What is required. Examine each line of the data, and copy the ones containing "giving".

[Dataset records]
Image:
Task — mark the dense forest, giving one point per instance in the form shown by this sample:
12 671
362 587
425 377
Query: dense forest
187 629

---

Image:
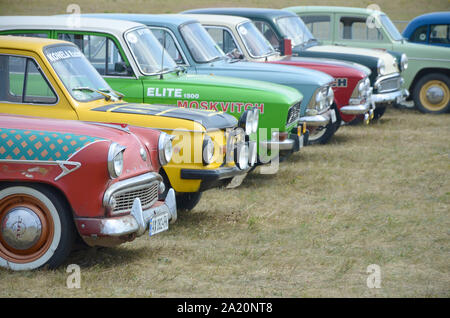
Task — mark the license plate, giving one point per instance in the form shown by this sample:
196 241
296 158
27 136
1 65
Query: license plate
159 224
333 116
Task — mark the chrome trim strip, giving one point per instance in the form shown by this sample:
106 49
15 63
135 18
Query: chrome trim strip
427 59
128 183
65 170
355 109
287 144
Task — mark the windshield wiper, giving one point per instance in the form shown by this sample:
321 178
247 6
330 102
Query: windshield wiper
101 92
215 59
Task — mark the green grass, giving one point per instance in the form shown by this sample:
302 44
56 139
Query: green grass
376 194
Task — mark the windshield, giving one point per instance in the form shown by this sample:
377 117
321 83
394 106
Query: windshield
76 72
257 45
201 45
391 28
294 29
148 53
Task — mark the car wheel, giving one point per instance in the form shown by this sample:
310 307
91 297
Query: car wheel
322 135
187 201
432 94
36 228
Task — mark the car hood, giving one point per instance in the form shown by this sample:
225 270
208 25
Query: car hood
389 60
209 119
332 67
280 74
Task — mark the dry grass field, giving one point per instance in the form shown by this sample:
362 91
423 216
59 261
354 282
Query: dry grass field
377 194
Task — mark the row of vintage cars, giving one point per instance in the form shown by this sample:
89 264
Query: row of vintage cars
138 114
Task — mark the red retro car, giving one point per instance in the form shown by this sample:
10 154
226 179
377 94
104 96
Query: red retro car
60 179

Output of the exercise.
Task — mark the dense forest, giving one point per instance in the form shown by this sample:
Task — mark the license plate, giving one point per instance in the form shown by this sample:
Task — mark the chrome trim strip, giving one point per instance in the form shown by this sample:
Task — mark the windshield wiper, giving one point per instance in the form shown by this sample:
Task — mark the green grass, giving one point per instance in the form shown by this sample:
Task — mark the windshield, giving one point per instance in the form shown by this sample:
Task — mark the car wheel, giving one point per instance in the form shown by this sample:
Task — mark the car hood, giving one point per instance in the form shown by this sample:
Task — mark the dry grass field, giving one point per instance in the form shown by this sample:
Task — mark the row of vintage cars, giving one point per instance in the form shown by this sample:
Task — mark the red retro car, giving one point per instance in the form shown by this sample:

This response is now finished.